(Data extracted from a collection)
□ □ □ □

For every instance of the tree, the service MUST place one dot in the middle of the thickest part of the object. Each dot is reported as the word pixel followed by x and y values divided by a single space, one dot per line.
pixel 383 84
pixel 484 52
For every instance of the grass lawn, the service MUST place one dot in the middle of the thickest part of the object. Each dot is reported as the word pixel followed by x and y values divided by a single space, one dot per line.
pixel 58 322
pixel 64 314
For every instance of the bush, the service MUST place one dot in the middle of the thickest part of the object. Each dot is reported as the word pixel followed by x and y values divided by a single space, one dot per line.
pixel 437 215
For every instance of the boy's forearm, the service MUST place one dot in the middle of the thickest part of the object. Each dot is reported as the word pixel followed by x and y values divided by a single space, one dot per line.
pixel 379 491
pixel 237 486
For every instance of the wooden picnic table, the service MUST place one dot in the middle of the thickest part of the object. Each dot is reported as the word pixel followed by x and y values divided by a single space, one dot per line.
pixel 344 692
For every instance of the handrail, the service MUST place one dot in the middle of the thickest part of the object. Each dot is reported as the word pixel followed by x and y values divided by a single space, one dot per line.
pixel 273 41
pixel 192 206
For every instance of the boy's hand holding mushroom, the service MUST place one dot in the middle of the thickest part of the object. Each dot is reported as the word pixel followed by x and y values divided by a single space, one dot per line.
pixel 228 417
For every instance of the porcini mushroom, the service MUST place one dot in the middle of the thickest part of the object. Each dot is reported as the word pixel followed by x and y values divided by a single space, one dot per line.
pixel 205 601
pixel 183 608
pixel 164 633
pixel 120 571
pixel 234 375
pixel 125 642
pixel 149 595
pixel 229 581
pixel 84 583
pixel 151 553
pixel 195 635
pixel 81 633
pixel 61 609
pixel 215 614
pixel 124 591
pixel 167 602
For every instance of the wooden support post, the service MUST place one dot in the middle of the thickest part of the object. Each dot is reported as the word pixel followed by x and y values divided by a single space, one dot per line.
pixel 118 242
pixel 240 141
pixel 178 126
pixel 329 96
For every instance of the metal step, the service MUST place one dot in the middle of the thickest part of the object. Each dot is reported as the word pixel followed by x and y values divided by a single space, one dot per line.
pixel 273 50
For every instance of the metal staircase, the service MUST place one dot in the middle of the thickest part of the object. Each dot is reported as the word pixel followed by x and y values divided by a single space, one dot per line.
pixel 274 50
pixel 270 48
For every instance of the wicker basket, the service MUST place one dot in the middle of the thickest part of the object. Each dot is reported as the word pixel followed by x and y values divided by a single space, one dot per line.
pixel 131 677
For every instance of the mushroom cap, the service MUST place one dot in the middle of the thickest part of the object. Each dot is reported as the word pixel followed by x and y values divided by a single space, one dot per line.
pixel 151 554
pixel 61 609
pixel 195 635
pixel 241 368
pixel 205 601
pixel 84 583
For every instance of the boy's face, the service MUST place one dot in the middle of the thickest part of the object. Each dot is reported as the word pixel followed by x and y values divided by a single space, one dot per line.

□ □ □ □

REQUIRED ACTION: What is needed is an exact copy of every entry.

EXERCISE ANSWER:
For every instance of the tree, the service MUST place one dot in the middle of the thickest part of the object. Each dot is reported as the word pixel followed by x and y values divided by a single space, one dot per line.
pixel 383 84
pixel 484 52
For every instance of the grass lawn, the service MUST place one dot in the middle of the thickest part of the object. Each dot is reported as the word pixel followed by x and y values divided by a single space, one dot per line.
pixel 58 322
pixel 64 314
For every instance of the bush, the service MUST place one dot in the middle of the thickest part of the object. Each dot is reported as the word pixel followed by x and y values divided by a single space, one dot per line.
pixel 437 215
For every instance of the boy's forearm, the service MUST place one dot in the middle of the thickest part of the object. Each dot is reported as the word pixel followed by x and y values divided by a single space, one dot per line.
pixel 379 491
pixel 237 486
For every instance of the wooden picnic table, the service MUST place one dot in the middle of the thickest part of the object. Each dot is reported as the word pixel followed by x and y values divided by a single space, one dot per line.
pixel 344 692
For every instance of the handrail, the service MUST place one dot in the middle of the thickest part of the object. Each dot is reported as the word pixel followed by x and y values divided by a single space, one dot per line.
pixel 273 41
pixel 192 206
For every instance of the boy's hand holding mushroom, the service MUST place one dot in the middle of the thickest part of the object. Each dot is reported as the word pixel followed by x and y values divided by a single space, one dot per line.
pixel 228 417
For every instance of the porcini mushroom, the service MUST place one dot in the middle of the thickest part of the object. Each dot is reported as the word pixel followed by x and y values divided by a single space, one dot per line.
pixel 205 601
pixel 183 608
pixel 164 633
pixel 120 571
pixel 234 375
pixel 125 642
pixel 149 595
pixel 229 581
pixel 84 583
pixel 151 553
pixel 195 635
pixel 81 633
pixel 61 609
pixel 215 614
pixel 124 591
pixel 167 602
For every instance of the wooden support post, the service MUST place one dot in the middle of the thickest part of the object. Each dot is reported as the word pixel followed by x and y values divided by a single space, one dot per line.
pixel 118 242
pixel 240 141
pixel 178 126
pixel 329 96
For every instance of the metal step, the service MUST place one dot in the middle of the thickest part of the object. Each dot is reported as the word pixel followed by x and y values divided by a single space, one dot per line.
pixel 273 50
For every instance of the metal staircase, the service MUST place one dot in the middle of the thickest part of the object. Each dot is reported as the word pixel followed by x and y values divided by a single space, one dot per line.
pixel 274 50
pixel 270 48
For every instance of the wicker basket, the service MUST place one dot in the middle of the thickest part of the object. Each dot is reported as the word pixel followed by x and y values divided by a single space, one dot per line.
pixel 131 677
For every instance of the mushroom cap, the service MUST place one dot in the middle of the thickest part of the object. Each dot is reported as the word pixel followed by x and y values divided by a single space, one dot per line.
pixel 151 554
pixel 61 609
pixel 195 635
pixel 241 368
pixel 205 601
pixel 84 583
For every instance of the boy's face, the service MUST place one dot in the middle of the thickest part of the object. Each dot is reported as the word pixel followed by x and y values divided by a single space, one dot per line.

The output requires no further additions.